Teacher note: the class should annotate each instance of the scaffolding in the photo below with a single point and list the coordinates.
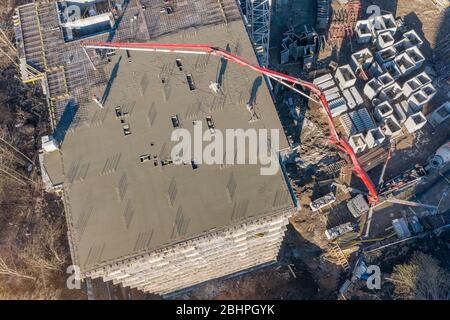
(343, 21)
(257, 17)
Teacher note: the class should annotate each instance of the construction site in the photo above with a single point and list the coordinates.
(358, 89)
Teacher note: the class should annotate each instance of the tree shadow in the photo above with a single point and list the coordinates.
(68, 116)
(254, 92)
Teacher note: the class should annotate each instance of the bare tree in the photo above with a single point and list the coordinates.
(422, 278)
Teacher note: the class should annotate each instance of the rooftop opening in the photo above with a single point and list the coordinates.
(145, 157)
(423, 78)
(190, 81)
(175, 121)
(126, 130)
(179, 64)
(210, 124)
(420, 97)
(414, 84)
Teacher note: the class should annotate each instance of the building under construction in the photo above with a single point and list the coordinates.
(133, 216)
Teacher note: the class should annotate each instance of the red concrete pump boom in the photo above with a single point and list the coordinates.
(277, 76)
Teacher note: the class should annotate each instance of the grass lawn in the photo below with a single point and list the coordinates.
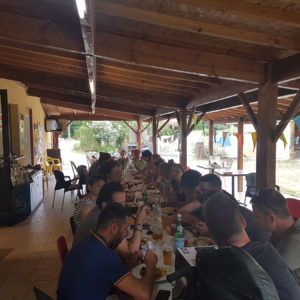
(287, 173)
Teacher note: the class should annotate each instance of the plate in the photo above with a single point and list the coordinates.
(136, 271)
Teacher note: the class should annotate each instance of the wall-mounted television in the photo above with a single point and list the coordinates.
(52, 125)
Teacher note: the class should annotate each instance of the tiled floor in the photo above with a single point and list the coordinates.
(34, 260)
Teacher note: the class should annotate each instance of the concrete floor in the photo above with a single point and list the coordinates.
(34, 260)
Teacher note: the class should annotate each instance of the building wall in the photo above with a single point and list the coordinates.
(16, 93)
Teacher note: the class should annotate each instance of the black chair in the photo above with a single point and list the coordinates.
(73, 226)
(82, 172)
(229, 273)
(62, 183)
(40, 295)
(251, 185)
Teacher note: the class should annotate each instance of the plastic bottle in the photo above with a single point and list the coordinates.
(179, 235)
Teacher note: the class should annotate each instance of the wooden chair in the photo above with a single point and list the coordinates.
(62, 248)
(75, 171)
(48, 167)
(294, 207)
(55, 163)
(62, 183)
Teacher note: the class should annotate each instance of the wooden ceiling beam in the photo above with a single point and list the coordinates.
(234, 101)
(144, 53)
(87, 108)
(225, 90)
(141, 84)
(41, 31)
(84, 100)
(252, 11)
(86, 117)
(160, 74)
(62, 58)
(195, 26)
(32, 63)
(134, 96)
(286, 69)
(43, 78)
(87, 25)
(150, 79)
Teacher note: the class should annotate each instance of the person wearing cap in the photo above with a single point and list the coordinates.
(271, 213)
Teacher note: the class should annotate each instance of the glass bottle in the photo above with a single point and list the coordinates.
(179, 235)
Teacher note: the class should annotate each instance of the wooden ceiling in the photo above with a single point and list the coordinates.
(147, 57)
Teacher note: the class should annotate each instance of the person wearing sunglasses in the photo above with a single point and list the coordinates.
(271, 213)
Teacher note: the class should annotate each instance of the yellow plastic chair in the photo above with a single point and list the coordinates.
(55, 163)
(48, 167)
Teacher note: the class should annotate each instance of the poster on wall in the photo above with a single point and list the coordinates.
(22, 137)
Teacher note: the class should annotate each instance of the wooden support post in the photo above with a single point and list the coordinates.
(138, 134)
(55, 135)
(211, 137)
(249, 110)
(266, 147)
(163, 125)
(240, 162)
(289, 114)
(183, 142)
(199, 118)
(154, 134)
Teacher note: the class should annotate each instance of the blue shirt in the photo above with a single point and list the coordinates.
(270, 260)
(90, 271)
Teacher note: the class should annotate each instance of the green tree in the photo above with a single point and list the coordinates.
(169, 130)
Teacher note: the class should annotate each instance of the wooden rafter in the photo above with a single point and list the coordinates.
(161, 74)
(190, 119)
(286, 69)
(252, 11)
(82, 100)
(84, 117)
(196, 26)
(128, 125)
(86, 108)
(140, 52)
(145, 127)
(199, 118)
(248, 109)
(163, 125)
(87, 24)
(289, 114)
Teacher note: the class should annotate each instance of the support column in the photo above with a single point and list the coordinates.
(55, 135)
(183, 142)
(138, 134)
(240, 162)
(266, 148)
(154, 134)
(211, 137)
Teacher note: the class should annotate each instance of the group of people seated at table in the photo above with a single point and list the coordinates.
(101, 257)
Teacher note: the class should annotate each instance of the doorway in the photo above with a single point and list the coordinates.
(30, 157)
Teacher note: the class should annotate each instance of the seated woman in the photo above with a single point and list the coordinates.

--

--- REQUIREMENTS ---
Give every record back exactly as it reads, with no images.

--- THE RESPONSE ---
Teacher note: the class should annotate each instance of the scaffolding in the photo below with a single point and list the coordinates.
(343, 21)
(257, 17)
Teacher note: the class should annotate each instance of the construction site in the photo above with a single point and list the coordinates.
(358, 89)
Teacher note: the class should annotate each instance of the tree shadow in the photo above with a single point and list the coordinates.
(68, 116)
(254, 92)
Teacher note: the class should annotate each instance of the bare tree in the photo above with a single point and list the coordinates.
(422, 278)
Teacher note: the class should annotate each instance of the rooftop opening in the photo above with a single point and list the coordinates.
(145, 157)
(423, 78)
(190, 81)
(175, 121)
(126, 130)
(179, 64)
(210, 124)
(420, 97)
(414, 84)
Teacher note: the class should annotate each instance of the building under construction in the photo above with a single point and list the coordinates.
(133, 216)
Teacher note: the class should annotate each instance of the red concrete pump boom in the photo above with a single point and list the coordinates.
(277, 76)
Teacher note: the class should annotate each instance of the grass lawn in the photo below with a single point and list the coordinates.
(287, 173)
Teacher note: the class should annotate each instance of the plate in the photo above with a single point and list the coordinates.
(136, 271)
Teacher note: the class should annotate each instance of the wall-mounted television in the photo above with a single point and list the coordinates.
(52, 125)
Teacher note: the class should annotate each instance of the tiled floor in the photo above with a single point and list the coordinates.
(34, 260)
Teacher note: the class should annotate each instance of the concrete floor in the photo above with a single point and list the coordinates.
(34, 260)
Teacher note: the class should annotate each instance of the building wall in the photo above with a single point and list the coordinates.
(16, 93)
Teacher note: the class should annotate each instance of the black chair in the photo above with a single point and list the coordinates.
(73, 226)
(82, 172)
(229, 273)
(62, 183)
(40, 295)
(251, 185)
Teacher note: the class should annotate each instance of the plastic bottle in the photo above with a single point and list the coordinates.
(179, 235)
Teacher note: the class should annotate each instance of the wooden chair in the photo above with a single point and list the coordinates.
(62, 248)
(75, 171)
(48, 167)
(294, 207)
(55, 163)
(62, 183)
Teacher note: the class should annotate each instance of the wooden ceiling beam in the photo above with a single point and list the coordinates.
(234, 101)
(144, 53)
(87, 108)
(225, 90)
(141, 84)
(41, 31)
(84, 100)
(252, 11)
(86, 117)
(160, 74)
(62, 58)
(195, 26)
(32, 63)
(134, 96)
(286, 69)
(43, 78)
(87, 25)
(150, 79)
Teacher note: the class should annotate each instance of the person wearing cap in the photo above with a single point and list the coordinates.
(271, 213)
Teacher note: the class should annotate each instance of the glass bottle in the photo above with a single point and list the coordinates.
(179, 235)
Teacher note: the class should annotate each instance of the wooden ceiling in the photo above with a single point and list the coordinates.
(147, 57)
Teacher note: the class should annotate each instance of the person wearing sunglasses in the photo above with a single point and list the coordinates.
(271, 213)
Teacher note: the class should annotate each instance of the yellow plastic chair in the photo above with a single point and list the coordinates.
(55, 163)
(48, 167)
Teacher note: the class should annotate each instance of the poster on wall in the photo above with a single point and list the coordinates.
(22, 137)
Teacher note: the class should annotate each instance of the wooden support post in the photo above with a single point and list the coordinates.
(138, 134)
(55, 135)
(211, 137)
(249, 110)
(266, 147)
(163, 125)
(240, 162)
(289, 114)
(183, 142)
(199, 118)
(154, 134)
Teacher note: the class should annotate each instance of the blue shirt in the photo above with a single point and list the coordinates.
(270, 260)
(90, 271)
Teacher note: the class should annotate each instance of the green tree in the photo above with a single point and list the coordinates.
(169, 130)
Teacher note: the class should annotate each instance of the wooden rafter in the photo above with a single point and list the coordinates.
(161, 74)
(190, 119)
(286, 69)
(252, 11)
(82, 100)
(84, 117)
(196, 26)
(128, 125)
(86, 108)
(140, 52)
(145, 127)
(199, 118)
(248, 109)
(163, 125)
(87, 24)
(289, 114)
Teacher note: the class should annotate each instance of the support column in the photo above with a single point and list the coordinates.
(55, 135)
(183, 142)
(138, 134)
(240, 162)
(266, 148)
(154, 134)
(211, 137)
Teacher note: the class should annotate each instance of the group of people seated at table in the photo above with a single point and list the coordinates.
(101, 257)
Teacher note: the class should annotate each instance of the doorway in the photo above with a single point and list the coordinates.
(30, 157)
Teacher note: the class should annotate each instance of the seated woman in the photo above with a single point and list the coordinates.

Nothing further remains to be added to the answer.